▸ **PASSAGE SHOWN**:
Reading the final report from the Task Force on Legalization and Regulation of Cannabis in Canada released late in 2016, I got the same feeling I get watching puppies open their eyes for the first time. New puppies and the task force recommendations are equally naive about marijuana.

The 105 page report has some good points, some not so good, and others downright ridiculous.

For instance, Chapter 2 is “Minimizing Harms of Use”. So that gives you an idea of how the government is looking at legal marijuana: it’s bad for you and harmful, and requires a heavy-handed approach. That’s not legalization, that’s propaganda.

Task Force Recommendations — Cultivation

But enough of that, it’s a story for another day. Instead, here I’m just going to focus on the section dealing with cultivation: “Chapter 3: Establishing a Safe and Responsible Supply Chain”.

The chapter is in five parts: Introduction, Production, Distribution, Retail, and Personal Cultivation.


There is much talk about “safety standards” for toxic moulds, pesticides, etc. — much of it self-serving for Health Canada. And the report mentions many times, on a wide range of topics, that Health Canada is in the best position to regulate and licence producers.


We know from past experience that the government shouldn’t be left in charge of anything to do with marijuana. Over fifteen years how many times did Health Canada get dragged into court over the MMAR (Medical Marijuana Access Regulations)? And how many times were those found to have unconstitutional regulations?

When they couldn’t get it right to help ill and suffering Canadians, what makes anyone think they will get it right for healthy adults?


The report mentions “Encouraging market diversity by creating a space for smaller-scale production through graduated licensing and fee structures…” controls. Sounds like extra red tape and cost to me, and for no good reasons.  It seems more like placing barriers to discourage home production rather than needed safety measures or sound advice for home cultivation.

It’s like every other sentence is “oh, that sounds good…” then after reading a little more, “oh shit, what fool came up with that?”


Under “Personal Cultivation” the report starts: “Few topics of discussion generated stronger views than the question of whether to allow Canadians to grow cannabis in their homes for their own consumption.”

There were the usual pros and cons over safety. Most of the negative comments stemmed from police experience with large-scale illegal cannabis gardens. (“Grow op” is a police-coined phrase meaning “illegal marijuana growing operations” so I refuse to use that term!) And from talk of diversion of personal marijuana to the black market. Yes, it happens.

▸ **DATA RECORDS**:
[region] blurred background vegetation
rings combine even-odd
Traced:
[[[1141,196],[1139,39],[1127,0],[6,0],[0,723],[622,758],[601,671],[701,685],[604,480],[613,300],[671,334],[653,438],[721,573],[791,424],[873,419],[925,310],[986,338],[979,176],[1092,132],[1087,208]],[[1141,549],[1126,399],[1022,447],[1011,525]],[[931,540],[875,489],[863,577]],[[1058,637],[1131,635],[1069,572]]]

* * *

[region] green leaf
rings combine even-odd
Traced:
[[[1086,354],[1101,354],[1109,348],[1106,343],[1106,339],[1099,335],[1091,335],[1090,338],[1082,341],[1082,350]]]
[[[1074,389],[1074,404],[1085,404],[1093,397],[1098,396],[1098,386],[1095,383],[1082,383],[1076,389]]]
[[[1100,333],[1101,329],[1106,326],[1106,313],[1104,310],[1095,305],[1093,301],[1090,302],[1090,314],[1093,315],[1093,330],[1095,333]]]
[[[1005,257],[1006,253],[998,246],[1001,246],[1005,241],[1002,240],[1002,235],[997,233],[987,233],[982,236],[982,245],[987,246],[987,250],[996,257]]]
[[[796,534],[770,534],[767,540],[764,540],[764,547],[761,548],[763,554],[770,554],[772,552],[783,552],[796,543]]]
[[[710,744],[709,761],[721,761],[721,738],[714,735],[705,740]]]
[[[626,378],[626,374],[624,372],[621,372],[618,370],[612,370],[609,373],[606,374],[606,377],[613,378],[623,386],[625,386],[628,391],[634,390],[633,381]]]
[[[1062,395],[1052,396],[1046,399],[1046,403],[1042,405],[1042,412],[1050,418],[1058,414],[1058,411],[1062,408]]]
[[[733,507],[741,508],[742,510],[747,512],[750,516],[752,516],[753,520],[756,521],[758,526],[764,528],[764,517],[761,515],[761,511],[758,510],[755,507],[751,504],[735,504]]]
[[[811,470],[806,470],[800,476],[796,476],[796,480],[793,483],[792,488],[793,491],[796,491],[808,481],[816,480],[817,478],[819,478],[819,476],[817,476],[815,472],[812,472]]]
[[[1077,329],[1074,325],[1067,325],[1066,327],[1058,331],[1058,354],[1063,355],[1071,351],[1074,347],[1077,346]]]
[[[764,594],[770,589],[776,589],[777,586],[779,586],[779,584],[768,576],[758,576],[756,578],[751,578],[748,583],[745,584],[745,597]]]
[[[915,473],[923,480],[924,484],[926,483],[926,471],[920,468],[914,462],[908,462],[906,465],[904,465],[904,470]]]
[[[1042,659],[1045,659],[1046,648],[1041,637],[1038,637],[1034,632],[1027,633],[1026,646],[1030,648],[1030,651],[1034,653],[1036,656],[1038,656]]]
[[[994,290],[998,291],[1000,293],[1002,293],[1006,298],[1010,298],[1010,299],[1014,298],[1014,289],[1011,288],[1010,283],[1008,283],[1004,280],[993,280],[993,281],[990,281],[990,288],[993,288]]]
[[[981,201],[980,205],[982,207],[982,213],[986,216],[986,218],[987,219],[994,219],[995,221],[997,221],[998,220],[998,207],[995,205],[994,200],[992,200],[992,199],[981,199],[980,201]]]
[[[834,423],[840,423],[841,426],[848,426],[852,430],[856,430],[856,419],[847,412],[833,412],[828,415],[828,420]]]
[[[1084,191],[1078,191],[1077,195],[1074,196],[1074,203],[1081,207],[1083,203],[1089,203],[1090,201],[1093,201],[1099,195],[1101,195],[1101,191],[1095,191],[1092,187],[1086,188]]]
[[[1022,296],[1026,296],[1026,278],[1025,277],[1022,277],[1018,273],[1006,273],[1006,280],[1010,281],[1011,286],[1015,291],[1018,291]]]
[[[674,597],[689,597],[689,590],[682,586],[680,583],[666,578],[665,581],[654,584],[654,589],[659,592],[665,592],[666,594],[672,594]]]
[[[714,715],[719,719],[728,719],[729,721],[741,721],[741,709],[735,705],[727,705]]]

▸ **WHAT YOU HAVE TO DO**: In the commentary on the cannabis task force report, what five parts make up the chapter on cultivation?

▸ **ANSWER FOR THIS EXERCISE**: Introduction, Production, Distribution, Retail, and Personal Cultivation.